## WHAT TO DO
Every line of the material is to be set down exactly as written.

─── GIVEN DATA

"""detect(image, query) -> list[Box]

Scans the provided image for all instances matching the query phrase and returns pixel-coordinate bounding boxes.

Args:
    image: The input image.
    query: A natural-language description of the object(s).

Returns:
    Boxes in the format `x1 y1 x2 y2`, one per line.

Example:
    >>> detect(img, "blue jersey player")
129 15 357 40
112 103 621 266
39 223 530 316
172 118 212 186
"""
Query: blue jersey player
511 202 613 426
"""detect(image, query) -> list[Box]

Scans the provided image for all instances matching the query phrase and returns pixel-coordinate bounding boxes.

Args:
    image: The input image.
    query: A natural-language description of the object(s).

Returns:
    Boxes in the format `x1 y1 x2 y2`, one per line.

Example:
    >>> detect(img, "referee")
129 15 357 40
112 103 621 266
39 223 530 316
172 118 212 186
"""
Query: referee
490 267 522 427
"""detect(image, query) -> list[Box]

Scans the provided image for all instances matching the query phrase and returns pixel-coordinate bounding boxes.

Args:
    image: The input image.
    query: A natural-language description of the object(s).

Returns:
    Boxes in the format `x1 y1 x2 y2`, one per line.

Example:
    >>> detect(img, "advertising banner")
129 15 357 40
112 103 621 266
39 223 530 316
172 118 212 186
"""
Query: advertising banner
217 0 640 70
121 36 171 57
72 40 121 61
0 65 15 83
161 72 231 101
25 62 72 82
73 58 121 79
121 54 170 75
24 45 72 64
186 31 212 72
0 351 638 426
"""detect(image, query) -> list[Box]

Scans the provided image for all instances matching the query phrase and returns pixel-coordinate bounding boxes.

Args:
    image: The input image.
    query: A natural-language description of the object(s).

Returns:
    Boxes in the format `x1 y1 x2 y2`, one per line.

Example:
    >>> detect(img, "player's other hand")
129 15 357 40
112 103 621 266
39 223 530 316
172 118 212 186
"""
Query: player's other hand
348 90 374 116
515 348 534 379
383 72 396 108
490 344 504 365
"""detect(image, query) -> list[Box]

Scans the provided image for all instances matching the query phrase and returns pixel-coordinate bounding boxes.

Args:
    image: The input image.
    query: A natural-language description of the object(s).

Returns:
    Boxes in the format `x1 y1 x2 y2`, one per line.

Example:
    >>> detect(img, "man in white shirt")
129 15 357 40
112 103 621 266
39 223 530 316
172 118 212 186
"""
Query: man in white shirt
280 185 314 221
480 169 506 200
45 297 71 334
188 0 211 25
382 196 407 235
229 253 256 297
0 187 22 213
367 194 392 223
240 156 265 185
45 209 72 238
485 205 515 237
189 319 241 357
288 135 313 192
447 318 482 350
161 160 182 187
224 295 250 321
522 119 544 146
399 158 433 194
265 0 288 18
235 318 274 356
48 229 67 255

──────

## ANSWER SPACE
"""detect(image, query) -> list[Box]

Scans the provided image for all instances matching the query phrase and returns pixel-coordinate bounding boxes.

Args:
    image: The input image.
    query: A natural-language description of the object(s).

Returns:
    Boxes in the format `x1 y1 x2 y2`, one per line.

Example:
    >>> detect(img, "blue jersey player")
129 15 357 40
112 103 621 266
39 223 530 316
172 118 212 186
"""
Query: blue jersey player
511 202 613 426
"""detect(image, query) -> list[Box]

Scans the provided image for all instances matching the query phrase and returns pixel-coordinate bounding boxes.

Args:
    image: The input image.
    query: A natural-language description of the object(s).

Returns:
    Boxes in the format `x1 y1 x2 y2`, one per line.

Example:
    >>> detect(img, "referee")
129 15 357 40
112 103 621 266
39 223 530 316
172 118 212 186
"""
Query: referee
490 267 522 427
"""detect(image, query) -> list[Box]

Scans the provided image for all instances matching the query phrase and returns pixel-coordinate bounding boxes.

Args:
    image: The input image.
    query: A natural-language description of the object(s).

Returns:
    Boxes in the format `x1 y1 x2 y2`, one per line.

Example:
    >>> detect(img, "advertising banner")
129 15 357 40
112 103 621 266
39 223 530 316
172 118 212 186
"""
Query: advertising banner
217 0 640 70
121 36 171 57
72 40 121 61
0 65 15 83
161 72 231 101
25 62 72 82
73 58 121 79
121 54 170 75
24 45 72 64
186 31 212 72
0 351 638 426
"""detect(image, query) -> list[Box]

Scans the provided image for all instances matching the query phrase and returns pixel-coordinate bounding boxes.

Args:
    image: The input image.
    query: A natural-language description of the object(s).

Returns:
    Boxes in the format `x1 y1 x2 y2`, one per line.

Example:
    >>> detect(img, "player's other hand")
129 15 357 40
112 103 621 266
39 223 530 316
172 118 212 186
"""
Query: player's other hand
348 90 374 116
515 348 534 379
383 72 396 108
490 344 504 365
"""detect(image, query) -> list[Box]

Scans the provided image for all instances matching the query phrase and returns pixel-coordinate bounding boxes.

Args:
    image: The input image.
    query: A natural-language description of the object(s).

Returns:
    Boxes in the format `x1 y1 x2 y2`, one per line.

Example:
    >>> detect(img, "man in white shirt")
129 15 357 40
112 103 621 266
39 223 530 316
172 118 212 186
"""
Query: man in white shirt
280 185 314 221
480 169 506 200
45 297 71 334
188 0 211 25
382 196 407 235
229 253 256 297
0 187 22 213
367 194 392 223
240 156 265 185
45 209 72 238
485 205 515 237
189 319 241 357
288 135 313 192
447 318 482 350
161 160 182 187
224 295 250 321
522 119 544 146
399 158 433 194
265 0 288 18
235 318 274 356
48 229 67 255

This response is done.